» **Consigna 1**
Enumera todos los nombres con los que se designa a la sierra en el fragmento sobre la Sierra del Guadarrama que aparece más abajo.

» **Fragmento seleccionado**
==============================

La caseta arriscada

La caseta arriscada

 

por Juan Ignacio Cuesta
1. La caseta arriscada

Hablar de los rincones íntimos de esa sierra a la que, según unos, los romanos llamaron aquae dīrāma o, según otros, los árabes conocieron como wādī-r-raml, puede hacerse desde distintas sensibilidades. La más primaria, la eminentemente telúrica, será que la propia de quienes sientan hacia ella una relación materno filial. Quienes lo hagan desde el positivismo científico, habrán de reconocer que se encuentran ante un espacio prodigioso modelado en el tiempo por fuerzas titánicas de difícil imaginación, en un tiempo en que no hubo testigos humanos, hoy un espectáculo in perpetuum mobile. De la paleta del artista plástico brotarán las enigmáticas fuerzas que crearán la alquimia del más abigarrado cromatismo a plasmar en papeles, lienzos, chapas, trastos de todo tipo…, ¿quién sabe? Y, por terminar en algún punto cuando hay cientos, hacerlo desde la pasión del caminante, será lo mismo que sentir el más sencillo, pero intenso de los placeres espirituales y estéticos. Así suelen ser todas las patrias chicas de los hombres, seamos justos, pero también terruñeros con nuestra Sierra del Guadarrama que, de niño llamé cordillera Carpetana, por aquellos colonizadores que llegaron desde tierras norteñas en busca de hogar.

==============================

» **Material del ejercicio**
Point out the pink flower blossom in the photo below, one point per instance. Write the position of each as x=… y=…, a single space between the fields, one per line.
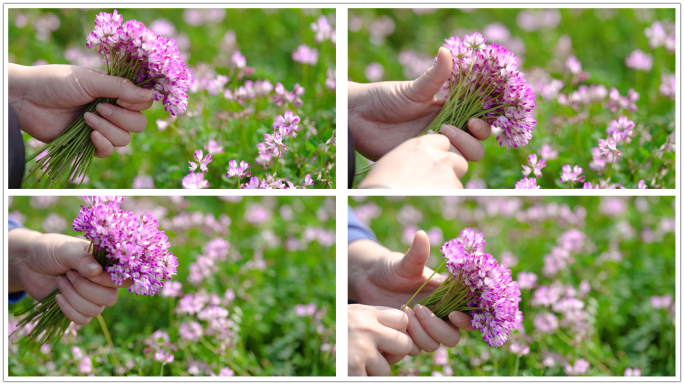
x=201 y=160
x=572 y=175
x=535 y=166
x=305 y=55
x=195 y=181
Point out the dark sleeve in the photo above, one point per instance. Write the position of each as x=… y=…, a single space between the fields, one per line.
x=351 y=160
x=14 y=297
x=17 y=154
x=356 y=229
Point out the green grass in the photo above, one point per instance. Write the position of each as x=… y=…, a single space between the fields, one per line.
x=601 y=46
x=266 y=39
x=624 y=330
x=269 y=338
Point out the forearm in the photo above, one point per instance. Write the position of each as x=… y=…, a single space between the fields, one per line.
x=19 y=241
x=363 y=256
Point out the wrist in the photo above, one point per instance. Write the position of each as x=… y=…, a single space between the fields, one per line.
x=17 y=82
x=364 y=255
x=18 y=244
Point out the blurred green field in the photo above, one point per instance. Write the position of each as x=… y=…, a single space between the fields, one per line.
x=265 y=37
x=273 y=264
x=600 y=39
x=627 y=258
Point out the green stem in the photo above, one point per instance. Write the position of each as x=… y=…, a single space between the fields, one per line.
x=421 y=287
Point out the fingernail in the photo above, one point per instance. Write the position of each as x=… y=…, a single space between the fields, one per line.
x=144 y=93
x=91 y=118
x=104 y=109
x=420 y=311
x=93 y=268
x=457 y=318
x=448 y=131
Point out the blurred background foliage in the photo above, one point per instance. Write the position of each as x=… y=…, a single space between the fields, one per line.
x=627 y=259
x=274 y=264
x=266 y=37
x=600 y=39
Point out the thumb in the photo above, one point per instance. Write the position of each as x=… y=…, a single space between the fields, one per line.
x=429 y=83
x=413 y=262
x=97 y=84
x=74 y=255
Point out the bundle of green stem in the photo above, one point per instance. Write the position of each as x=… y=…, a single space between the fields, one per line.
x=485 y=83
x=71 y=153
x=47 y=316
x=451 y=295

==============================

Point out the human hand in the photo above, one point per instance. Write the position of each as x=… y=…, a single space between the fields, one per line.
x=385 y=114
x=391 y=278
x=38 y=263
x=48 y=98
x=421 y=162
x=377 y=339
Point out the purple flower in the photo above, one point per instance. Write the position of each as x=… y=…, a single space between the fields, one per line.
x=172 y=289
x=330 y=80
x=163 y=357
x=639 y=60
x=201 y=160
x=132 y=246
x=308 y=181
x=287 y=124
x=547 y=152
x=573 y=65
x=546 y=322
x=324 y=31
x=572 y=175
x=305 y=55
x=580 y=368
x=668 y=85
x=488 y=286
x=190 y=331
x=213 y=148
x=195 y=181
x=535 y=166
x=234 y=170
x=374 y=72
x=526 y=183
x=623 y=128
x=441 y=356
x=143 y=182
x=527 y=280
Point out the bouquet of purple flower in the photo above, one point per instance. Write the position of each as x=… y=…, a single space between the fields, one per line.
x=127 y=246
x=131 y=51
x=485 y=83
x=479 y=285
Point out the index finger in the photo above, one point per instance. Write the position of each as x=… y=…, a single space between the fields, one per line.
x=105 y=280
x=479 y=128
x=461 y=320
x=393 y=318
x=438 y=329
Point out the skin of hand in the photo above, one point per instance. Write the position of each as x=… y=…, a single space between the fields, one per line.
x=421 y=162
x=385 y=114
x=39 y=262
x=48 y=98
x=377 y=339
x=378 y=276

==============================

» **Consigna 2**
Calcula cuántas filas de arriba contienen la palabra "green", teniendo en cuenta mayúsculas y minúsculas. Responde solo con el número.

» **Respuesta 1**
aquae dīrāma
wādī-r-raml
Sierra del Guadarrama
cordillera Carpetana

» **Respuesta 2**
4